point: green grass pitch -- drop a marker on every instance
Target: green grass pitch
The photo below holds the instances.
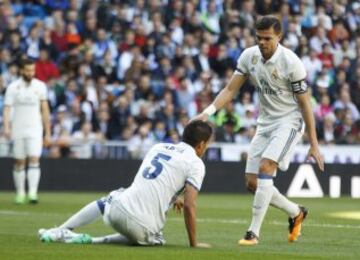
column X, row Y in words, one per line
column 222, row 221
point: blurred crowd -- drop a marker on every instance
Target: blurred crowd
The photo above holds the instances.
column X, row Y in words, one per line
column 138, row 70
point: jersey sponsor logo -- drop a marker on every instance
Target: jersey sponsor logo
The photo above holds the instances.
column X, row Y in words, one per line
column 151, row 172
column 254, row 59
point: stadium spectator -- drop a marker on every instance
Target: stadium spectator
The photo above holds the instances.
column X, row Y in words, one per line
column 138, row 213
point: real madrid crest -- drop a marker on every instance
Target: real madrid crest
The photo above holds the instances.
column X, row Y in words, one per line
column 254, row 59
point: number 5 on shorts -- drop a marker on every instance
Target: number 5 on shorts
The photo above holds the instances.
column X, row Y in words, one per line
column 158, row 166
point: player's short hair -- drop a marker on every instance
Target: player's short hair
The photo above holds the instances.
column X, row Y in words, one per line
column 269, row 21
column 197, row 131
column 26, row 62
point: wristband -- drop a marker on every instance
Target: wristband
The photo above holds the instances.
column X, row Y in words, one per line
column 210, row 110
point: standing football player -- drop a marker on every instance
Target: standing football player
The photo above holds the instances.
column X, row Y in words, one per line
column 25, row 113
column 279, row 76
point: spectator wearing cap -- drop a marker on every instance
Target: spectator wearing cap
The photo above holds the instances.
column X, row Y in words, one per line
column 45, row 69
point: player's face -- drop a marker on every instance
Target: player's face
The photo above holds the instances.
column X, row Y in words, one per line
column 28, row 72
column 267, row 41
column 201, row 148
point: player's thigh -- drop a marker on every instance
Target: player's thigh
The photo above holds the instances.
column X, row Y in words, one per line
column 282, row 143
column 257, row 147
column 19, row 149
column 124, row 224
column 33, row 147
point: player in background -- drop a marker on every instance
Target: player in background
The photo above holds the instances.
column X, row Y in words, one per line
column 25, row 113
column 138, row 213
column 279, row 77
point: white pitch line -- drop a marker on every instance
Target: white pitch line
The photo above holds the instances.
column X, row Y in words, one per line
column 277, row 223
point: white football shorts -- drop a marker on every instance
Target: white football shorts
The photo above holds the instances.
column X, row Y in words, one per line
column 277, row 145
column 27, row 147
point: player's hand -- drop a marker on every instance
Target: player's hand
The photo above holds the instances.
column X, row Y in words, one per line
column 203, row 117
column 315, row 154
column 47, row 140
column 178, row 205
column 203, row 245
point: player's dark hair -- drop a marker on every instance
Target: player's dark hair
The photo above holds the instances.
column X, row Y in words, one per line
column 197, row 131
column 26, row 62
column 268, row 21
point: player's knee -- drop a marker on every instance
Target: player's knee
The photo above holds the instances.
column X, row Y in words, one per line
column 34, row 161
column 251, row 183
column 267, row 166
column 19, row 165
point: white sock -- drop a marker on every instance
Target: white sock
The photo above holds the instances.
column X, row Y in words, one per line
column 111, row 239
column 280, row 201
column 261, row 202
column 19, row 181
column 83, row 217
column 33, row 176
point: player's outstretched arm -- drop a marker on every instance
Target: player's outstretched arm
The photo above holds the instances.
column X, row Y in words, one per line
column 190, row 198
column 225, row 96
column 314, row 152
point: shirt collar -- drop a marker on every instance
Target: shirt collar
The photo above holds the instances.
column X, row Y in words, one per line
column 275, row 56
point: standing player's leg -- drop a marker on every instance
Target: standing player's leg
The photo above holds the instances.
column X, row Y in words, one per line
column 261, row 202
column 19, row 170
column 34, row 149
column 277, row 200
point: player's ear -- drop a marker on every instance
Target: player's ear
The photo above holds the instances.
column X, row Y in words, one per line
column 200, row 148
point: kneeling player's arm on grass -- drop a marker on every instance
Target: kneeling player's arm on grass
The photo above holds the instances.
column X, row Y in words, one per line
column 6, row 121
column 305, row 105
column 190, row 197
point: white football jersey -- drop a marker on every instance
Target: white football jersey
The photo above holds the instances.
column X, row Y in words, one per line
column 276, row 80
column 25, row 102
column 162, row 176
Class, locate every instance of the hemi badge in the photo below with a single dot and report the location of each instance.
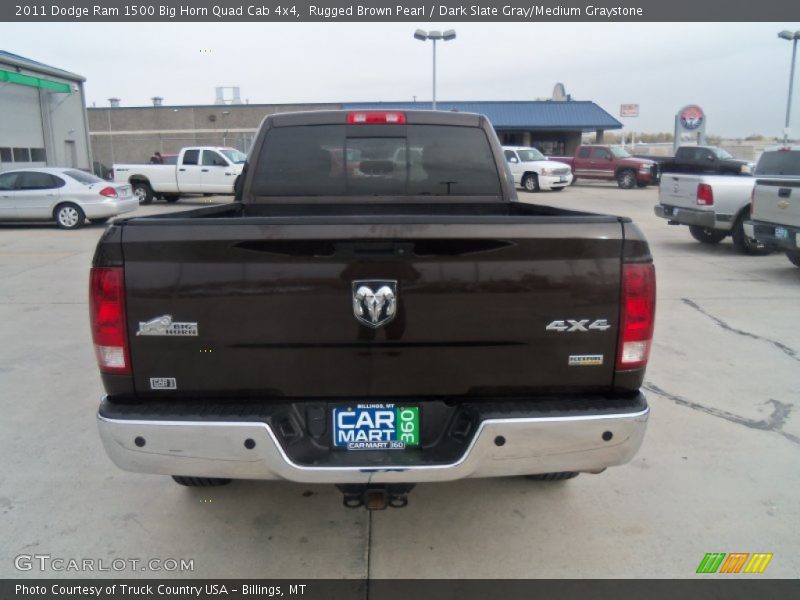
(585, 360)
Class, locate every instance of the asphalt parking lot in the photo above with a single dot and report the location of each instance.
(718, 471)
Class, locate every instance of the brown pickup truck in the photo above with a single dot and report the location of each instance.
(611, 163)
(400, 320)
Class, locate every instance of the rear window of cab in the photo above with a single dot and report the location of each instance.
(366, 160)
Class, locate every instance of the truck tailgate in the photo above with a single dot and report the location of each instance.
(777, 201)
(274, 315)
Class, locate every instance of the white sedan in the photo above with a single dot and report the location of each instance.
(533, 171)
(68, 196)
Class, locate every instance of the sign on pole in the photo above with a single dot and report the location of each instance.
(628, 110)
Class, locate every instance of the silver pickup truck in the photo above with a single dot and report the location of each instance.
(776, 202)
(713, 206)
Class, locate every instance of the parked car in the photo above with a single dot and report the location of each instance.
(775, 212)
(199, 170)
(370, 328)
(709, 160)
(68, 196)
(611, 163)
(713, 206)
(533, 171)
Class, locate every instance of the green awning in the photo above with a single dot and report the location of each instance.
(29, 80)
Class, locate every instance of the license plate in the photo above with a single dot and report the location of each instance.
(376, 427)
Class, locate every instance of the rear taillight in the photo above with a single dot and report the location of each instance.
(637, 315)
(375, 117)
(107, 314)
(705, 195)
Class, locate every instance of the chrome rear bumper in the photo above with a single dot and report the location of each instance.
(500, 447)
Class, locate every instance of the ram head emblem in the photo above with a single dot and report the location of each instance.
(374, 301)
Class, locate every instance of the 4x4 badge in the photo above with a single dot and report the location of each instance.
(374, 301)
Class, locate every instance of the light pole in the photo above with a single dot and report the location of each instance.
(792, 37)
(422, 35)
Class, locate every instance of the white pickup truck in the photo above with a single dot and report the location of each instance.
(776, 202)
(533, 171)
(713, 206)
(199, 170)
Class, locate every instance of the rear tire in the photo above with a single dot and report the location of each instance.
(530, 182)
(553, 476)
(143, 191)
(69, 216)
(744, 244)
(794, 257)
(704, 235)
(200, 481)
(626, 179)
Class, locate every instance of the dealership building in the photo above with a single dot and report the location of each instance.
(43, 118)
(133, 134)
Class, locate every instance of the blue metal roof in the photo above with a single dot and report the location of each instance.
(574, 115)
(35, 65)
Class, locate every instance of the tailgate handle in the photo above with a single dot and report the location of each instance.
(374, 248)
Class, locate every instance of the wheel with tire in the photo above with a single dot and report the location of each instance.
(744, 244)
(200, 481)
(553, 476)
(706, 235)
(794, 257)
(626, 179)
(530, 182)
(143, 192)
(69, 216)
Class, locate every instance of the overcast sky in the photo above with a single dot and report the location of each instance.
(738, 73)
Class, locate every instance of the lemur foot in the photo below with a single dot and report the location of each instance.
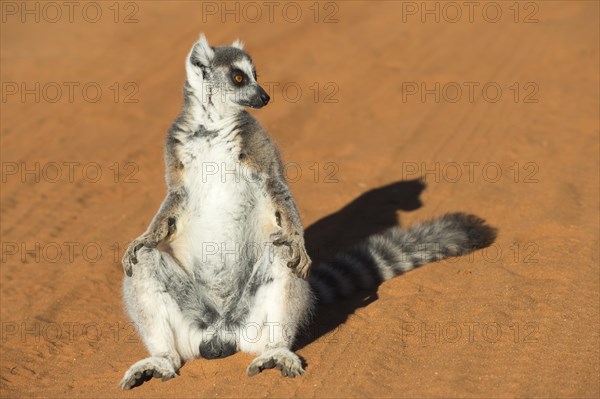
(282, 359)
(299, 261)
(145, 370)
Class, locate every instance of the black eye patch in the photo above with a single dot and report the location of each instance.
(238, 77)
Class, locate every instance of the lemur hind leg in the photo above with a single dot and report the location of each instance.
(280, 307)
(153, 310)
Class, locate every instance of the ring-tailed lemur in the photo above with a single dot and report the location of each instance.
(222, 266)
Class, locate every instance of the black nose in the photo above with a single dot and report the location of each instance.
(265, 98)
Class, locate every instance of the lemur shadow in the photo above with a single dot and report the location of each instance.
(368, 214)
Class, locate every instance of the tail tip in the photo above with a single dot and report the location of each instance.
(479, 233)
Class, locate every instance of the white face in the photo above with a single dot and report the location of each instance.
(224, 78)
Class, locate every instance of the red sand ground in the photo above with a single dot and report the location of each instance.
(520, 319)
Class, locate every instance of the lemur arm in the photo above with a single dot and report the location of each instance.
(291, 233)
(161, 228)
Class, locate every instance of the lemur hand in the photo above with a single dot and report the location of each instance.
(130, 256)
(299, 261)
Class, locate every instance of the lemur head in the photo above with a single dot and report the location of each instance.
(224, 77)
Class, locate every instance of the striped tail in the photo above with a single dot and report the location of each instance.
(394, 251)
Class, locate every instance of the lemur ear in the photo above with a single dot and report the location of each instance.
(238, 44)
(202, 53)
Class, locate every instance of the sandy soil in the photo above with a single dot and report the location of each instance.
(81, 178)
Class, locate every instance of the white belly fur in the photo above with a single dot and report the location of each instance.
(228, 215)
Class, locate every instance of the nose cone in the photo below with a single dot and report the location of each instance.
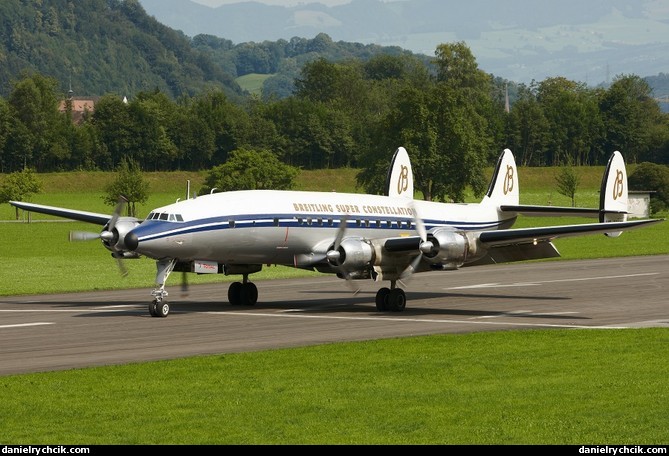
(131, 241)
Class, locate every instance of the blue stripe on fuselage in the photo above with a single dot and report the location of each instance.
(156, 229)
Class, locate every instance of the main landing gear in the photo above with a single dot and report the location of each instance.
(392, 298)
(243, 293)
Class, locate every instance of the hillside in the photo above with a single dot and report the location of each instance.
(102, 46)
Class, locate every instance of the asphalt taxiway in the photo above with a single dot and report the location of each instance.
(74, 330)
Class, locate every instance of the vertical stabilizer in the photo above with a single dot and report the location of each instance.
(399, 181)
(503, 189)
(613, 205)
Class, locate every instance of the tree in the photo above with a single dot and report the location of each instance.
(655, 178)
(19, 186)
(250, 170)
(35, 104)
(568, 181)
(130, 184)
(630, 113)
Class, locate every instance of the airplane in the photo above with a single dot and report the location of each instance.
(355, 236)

======

Looking at the records above, extract only the lines from the one with "Class, locate every instance of the striped" through the last line, exactly, with the pictures left out.

• [SOLUTION]
Class, locate every instance of the striped tail in the photo above with a single dot and report the location of each instance.
(394, 251)
Class, locate every instance of the lemur ear in the photo above with a single dot and report the location of each instance.
(238, 44)
(202, 53)
Class, locate every instance of the sandy soil in the photo above with a single dot and report the location of each instance.
(81, 178)
Class, locate every instance of the white belly fur in the photo above with a single dot and report the location of each instance.
(228, 215)
Class, locate every instance of the nose cone in the photo below with a single dot and report the location of each instance.
(131, 241)
Class, locate every instance of the blue stripe on fuselage in the photo above with a single dot and report the location of each instance.
(156, 229)
Class, locate every instance of the main landing gear in the photo above with a single dot and report the location of each instance.
(392, 298)
(243, 293)
Class, locate every instance of the hillside in the photo above with a single dot and report the location of each instance.
(102, 46)
Class, locate every instance of the asphalt taxiway in the photo above with a single dot and report the location of each instance.
(74, 330)
Class, locate every instance of the vertical stabilizer in the photo above with a single dot and report the location of each instance.
(399, 181)
(503, 189)
(613, 205)
Class, locate every instance of the tree in the photo above with a single dot and report the location of each instance.
(655, 178)
(19, 186)
(250, 170)
(35, 104)
(568, 181)
(130, 184)
(630, 113)
Class, locate every instance of the airplane in the photo above with a single dot and report the location of each instance.
(355, 236)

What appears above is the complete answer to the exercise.